WRITTEN INSTRUCTION: Reproduce every entry in the listing without alteration.

ITEMS:
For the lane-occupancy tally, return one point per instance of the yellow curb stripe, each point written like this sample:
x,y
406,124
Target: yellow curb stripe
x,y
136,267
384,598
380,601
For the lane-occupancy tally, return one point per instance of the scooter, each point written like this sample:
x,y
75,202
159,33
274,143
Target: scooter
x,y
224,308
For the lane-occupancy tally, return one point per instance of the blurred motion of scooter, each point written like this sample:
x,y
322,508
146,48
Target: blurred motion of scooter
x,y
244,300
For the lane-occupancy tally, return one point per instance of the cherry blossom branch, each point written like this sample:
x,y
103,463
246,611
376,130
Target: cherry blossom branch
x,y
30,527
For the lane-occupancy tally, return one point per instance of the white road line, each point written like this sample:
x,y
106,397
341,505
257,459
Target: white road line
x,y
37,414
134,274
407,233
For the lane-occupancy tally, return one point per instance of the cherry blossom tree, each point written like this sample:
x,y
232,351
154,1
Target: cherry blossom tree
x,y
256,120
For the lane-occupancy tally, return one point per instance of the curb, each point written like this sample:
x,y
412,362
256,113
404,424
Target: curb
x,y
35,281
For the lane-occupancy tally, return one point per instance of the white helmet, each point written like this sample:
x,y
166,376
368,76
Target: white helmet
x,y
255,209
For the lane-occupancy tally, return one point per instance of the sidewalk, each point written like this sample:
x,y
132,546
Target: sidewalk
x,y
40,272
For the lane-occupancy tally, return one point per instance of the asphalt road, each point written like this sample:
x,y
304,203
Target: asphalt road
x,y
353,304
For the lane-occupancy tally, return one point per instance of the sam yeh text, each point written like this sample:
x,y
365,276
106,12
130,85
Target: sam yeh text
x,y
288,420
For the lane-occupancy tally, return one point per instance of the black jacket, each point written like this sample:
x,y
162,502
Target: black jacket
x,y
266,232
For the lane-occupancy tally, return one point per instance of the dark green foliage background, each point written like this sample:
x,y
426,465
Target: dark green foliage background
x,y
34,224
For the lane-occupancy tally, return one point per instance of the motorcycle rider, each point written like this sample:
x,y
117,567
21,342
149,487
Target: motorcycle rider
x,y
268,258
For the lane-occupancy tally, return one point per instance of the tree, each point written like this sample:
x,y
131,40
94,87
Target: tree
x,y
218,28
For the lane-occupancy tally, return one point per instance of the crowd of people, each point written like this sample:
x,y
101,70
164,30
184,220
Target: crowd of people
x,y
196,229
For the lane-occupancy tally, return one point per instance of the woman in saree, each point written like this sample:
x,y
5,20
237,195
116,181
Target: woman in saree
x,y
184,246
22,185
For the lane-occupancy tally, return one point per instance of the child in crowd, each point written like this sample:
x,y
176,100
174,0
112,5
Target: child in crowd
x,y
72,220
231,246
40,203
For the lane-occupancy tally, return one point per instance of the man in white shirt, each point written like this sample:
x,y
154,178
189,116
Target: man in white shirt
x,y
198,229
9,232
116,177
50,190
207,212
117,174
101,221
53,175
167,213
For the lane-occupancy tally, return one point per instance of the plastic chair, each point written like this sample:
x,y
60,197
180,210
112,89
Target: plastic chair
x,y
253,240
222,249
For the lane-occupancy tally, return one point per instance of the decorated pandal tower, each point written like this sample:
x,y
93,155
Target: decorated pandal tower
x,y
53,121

ANSWER TO THIS EXERCISE:
For the lane-occupancy tally, return one point per instance of the yellow curb stripe, each point written like this sample:
x,y
406,124
Target: yellow curb stripe
x,y
136,267
384,598
380,601
For the lane-occupancy tally, return one point per instance of the scooter, each point written like this sample:
x,y
75,202
159,33
274,143
Target: scooter
x,y
224,308
For the lane-occupancy tally, return one point per instance of the blurred motion of scooter, each point written like this sample:
x,y
322,508
146,48
Target: blurred motion of scooter
x,y
244,300
For the lane-occupancy tally, return one point per instance of the cherry blossom branch, each point written like this sample:
x,y
103,463
246,611
376,130
Target: cherry blossom branch
x,y
30,527
For the lane-occupancy tally, return one point per instance of the white road line, each point written like this sample:
x,y
106,397
341,505
257,459
Target: white road line
x,y
37,414
134,274
407,233
For the lane-occupancy tally, return one point per instance of the cherry blossom tree, each point written like this sample:
x,y
232,351
154,1
Target: cherry blossom tree
x,y
256,120
For the lane-occupancy tally, return one point per instance of the curb, each point written like this sample:
x,y
412,362
256,113
404,424
Target: curb
x,y
35,281
For the lane-occupancy tally, return one point per instance of the white helmet, each point written like this sample:
x,y
166,376
368,76
Target: white helmet
x,y
255,209
For the lane-occupancy tally, return one point per instance of the sidewalk, each point written like this sample:
x,y
132,546
Target: sidewalk
x,y
40,272
For the lane-occupancy tally, return one point per instance of the asphalt road, each point written like this sample:
x,y
304,203
Target: asphalt road
x,y
353,304
For the lane-occupancy tally, return one point per instance of the sam yeh text, each point written like this sample:
x,y
365,276
106,12
130,85
Target: sam yeh text
x,y
288,420
For the lane-occupancy tally, return one point per instance of the black jacket, each point written like this sample:
x,y
162,502
Target: black jacket
x,y
266,232
For the lane-occupancy tally, return one point per instance of the dark green foliage background, each point written like this sample:
x,y
426,465
Target: dark green foliage background
x,y
34,224
For the lane-occupancy tally, return one point per instance of the motorcycle rider, each point written like this sample:
x,y
117,567
21,342
149,487
Target: motorcycle rider
x,y
268,258
For the lane-occupancy tally, return one point per instance of the tree, each point written like this sample:
x,y
131,40
94,87
Target: tree
x,y
218,28
For the lane-occupancy tally, return one point per instance of the crowd of people, each point written like this sample:
x,y
101,70
164,30
184,220
Target: crowd of people
x,y
196,229
For the lane-occupancy tally, return one point per instance of the woman in saree, each point written like this sample:
x,y
5,20
237,195
116,181
Target: woman in saree
x,y
184,246
22,185
For the lane-occupancy tally, return one point per instance of the child in crowd, each point written like this sample:
x,y
176,100
174,0
112,5
Target: child in crowd
x,y
72,220
231,246
40,203
For the lane-occupancy tally, return one point per instance of the man in white shirt, each point written like this sample:
x,y
154,178
189,116
Target: man in white shirt
x,y
198,229
9,232
116,177
50,190
207,212
117,174
101,221
53,175
167,213
For the lane-occupancy tally, return one point per instance of the plastic chair, each point written like this sample:
x,y
60,197
180,210
112,89
Target: plastic chair
x,y
253,240
222,249
For the lane-occupancy tally, return one point per instance of the decorated pandal tower, each point written like this sample:
x,y
93,155
Target: decorated pandal tower
x,y
53,121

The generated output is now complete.